#### [EXCERPT PROVIDED]

Secondly, I like to think a classically popular watch is one that is recognisable as a classic watch no matter the year it was released. A three-handed watch that is 37.5mm in diameter is unlikely to deviate wildly from what’s in vogue in 2050 (whatever that proves to be). As the ’70s disappear in the rearview mirror, quartz is becoming a less blasphemous statement, hopefully giving the Caliber 0100 even greater appeal.
James Robinson – Rolex Air-King Ref.116900
Back in 2006, Rolex partnered with the Bloodhound SSC Project, a jet-engined land speed record car (SSC denoting Super Sonic Car) that was hoping to break the 1000mph barrier out on a salt flat in the middle of nowhere. Rolex made this Super Sonic missile two bespoke dash clocks. They featured striking splashes of yellow and green as well as extremely distinctive numerals. Years later, when Rolex revealed the new Air-King Ref.116900 at Baselworld 2016, the watch media almost immediately nicknamed it “The Bloodhound” due to the new 40mm Air-King borrowing a number of stylistic cues from the Super Sonic Car’s two dash clocks. Fast forward to 2018, and the company that owned the project, Bloodhound Programme Ltd, went into administration — the well had dried up, the project was dead … until suddenly it wasn’t.

#### [APPLY WHAT YOU READ]
a) According to the watch excerpt, in what year and at what event did Rolex reveal the Air-King Ref.116900?
b) Please set down, word for word, the stretch of the watch excerpt from "James Robinson –" through "suddenly it wasn’t.".
Rely on nothing but the watch excerpt.

#### [DATASET CONTENT]
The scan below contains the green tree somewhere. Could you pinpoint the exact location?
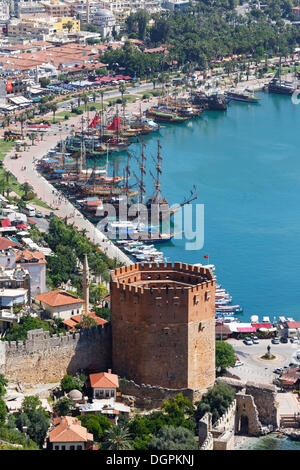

#### [SOLUTIONS FOR EACH TASK]
a) Rolex revealed it at Baselworld 2016.

b)
James Robinson – Rolex Air-King Ref.116900
Back in 2006, Rolex partnered with the Bloodhound SSC Project, a jet-engined land speed record car (SSC denoting Super Sonic Car) that was hoping to break the 1000mph barrier out on a salt flat in the middle of nowhere. Rolex made this Super Sonic missile two bespoke dash clocks. They featured striking splashes of yellow and green as well as extremely distinctive numerals. Years later, when Rolex revealed the new Air-King Ref.116900 at Baselworld 2016, the watch media almost immediately nicknamed it “The Bloodhound” due to the new 40mm Air-King borrowing a number of stylistic cues from the Super Sonic Car’s two dash clocks. Fast forward to 2018, and the company that owned the project, Bloodhound Programme Ltd, went into administration — the well had dried up, the project was dead … until suddenly it wasn’t.